Task brief | In the data below, swap each occurrence of "Would you mind marking" for "Please mark" and keep every other word and line the same.

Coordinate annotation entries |
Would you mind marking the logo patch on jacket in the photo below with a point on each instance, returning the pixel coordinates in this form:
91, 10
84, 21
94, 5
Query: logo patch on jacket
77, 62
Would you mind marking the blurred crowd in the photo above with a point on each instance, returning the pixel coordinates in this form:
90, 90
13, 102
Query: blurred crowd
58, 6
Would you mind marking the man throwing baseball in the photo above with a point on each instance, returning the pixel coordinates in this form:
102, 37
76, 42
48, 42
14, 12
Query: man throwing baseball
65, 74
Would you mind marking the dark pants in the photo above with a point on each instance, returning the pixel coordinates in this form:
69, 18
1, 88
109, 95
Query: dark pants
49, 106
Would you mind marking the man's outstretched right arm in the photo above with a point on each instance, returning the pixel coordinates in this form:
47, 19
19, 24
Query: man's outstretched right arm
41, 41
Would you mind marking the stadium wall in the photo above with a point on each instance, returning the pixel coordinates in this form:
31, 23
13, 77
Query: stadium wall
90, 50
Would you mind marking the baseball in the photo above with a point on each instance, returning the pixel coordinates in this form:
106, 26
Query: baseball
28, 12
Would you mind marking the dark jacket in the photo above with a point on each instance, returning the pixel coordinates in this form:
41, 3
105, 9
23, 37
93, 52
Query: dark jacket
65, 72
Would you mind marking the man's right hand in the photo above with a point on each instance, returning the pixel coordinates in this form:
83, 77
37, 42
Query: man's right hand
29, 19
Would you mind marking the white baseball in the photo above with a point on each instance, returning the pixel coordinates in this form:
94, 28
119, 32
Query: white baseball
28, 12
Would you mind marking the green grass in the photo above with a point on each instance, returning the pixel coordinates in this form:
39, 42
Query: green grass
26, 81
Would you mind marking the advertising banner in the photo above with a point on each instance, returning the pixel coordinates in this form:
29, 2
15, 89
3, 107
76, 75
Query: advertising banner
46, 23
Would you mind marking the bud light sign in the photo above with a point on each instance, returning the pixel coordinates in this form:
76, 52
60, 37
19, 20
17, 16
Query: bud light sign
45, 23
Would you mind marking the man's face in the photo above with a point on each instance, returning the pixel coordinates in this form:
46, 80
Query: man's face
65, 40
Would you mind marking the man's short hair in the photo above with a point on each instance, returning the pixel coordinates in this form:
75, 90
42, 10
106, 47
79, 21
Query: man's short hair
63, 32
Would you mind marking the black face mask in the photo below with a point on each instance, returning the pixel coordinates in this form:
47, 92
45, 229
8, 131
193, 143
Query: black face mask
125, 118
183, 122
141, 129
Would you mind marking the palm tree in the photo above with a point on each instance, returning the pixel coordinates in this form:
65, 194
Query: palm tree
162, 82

Solution to this task |
Please mark the logo patch on jacket in the photo below with a point on each instance, returning the pixel coordinates in this form:
91, 10
84, 21
94, 5
Query: logo patch on jacket
77, 62
Please mark the blurred crowd in the photo above with a point on each instance, returning the pixel coordinates in this form:
90, 90
13, 102
Query: blurred crowd
58, 6
Please mark the man throwing baseball in the photo above with a point on each instance, returning the pixel coordinates in this form:
102, 37
76, 42
48, 42
14, 12
Query: man throwing baseball
65, 74
Please mark the dark pants in the photo above with a point on each instance, returning the pixel coordinates in this form:
69, 18
1, 88
109, 95
Query: dark pants
49, 106
Please mark the man's outstretched right arm in the photo above with a point on each instance, returning the pixel coordinates in this form:
47, 19
19, 24
Query: man's outstretched right arm
41, 41
Please mark the stadium wall in the photo above with a point on each instance, returning the pixel coordinates in this form:
31, 23
13, 77
Query: stadium wall
90, 50
Please mark the baseball in the photo above with a point on each instance, returning the pixel coordinates in this form:
106, 26
Query: baseball
28, 12
Please mark the dark jacket in the photo above with a point on each instance, returning the pixel coordinates in this form:
41, 3
105, 9
23, 37
93, 52
Query: dark jacket
65, 72
Please mark the man's right hand in the photo above with a point on each instance, returning the pixel coordinates in this form:
83, 77
37, 42
Query: man's right hand
29, 19
Please mark the white baseball in the photo above with a point on each instance, returning the pixel coordinates in this form:
94, 28
119, 32
Query: white baseball
28, 12
Please mark the green grass in the photo above with a point on each instance, returning the pixel coordinates in this form:
39, 42
Query: green grass
26, 81
Please mark the advertising banner in the photo above with a point on each instance, returning the pixel coordinates in this form:
29, 2
15, 89
3, 107
76, 75
Query: advertising banner
46, 23
Please mark the bud light sign in the photo above with a point on each instance, returning the pixel coordinates in this form:
76, 52
60, 37
19, 20
17, 16
Query: bud light sign
45, 23
Please mark the man's face in the photo above with a point on each instance, returning the pixel coordinates in this form:
46, 80
Query: man's face
65, 40
Please mark the man's short hair in the photo above with a point on each instance, returning the pixel coordinates in this form:
75, 90
42, 10
106, 47
79, 21
Query: man's short hair
63, 32
Please mark the black face mask in the photo below with a point on each instance, returning the pixel coordinates in this form:
47, 92
45, 229
8, 131
193, 143
Query: black face mask
125, 118
183, 122
141, 129
Please mark the palm tree in the photo above with a point on each instance, returning the pixel coordinates in this form:
65, 194
Query: palm tree
162, 82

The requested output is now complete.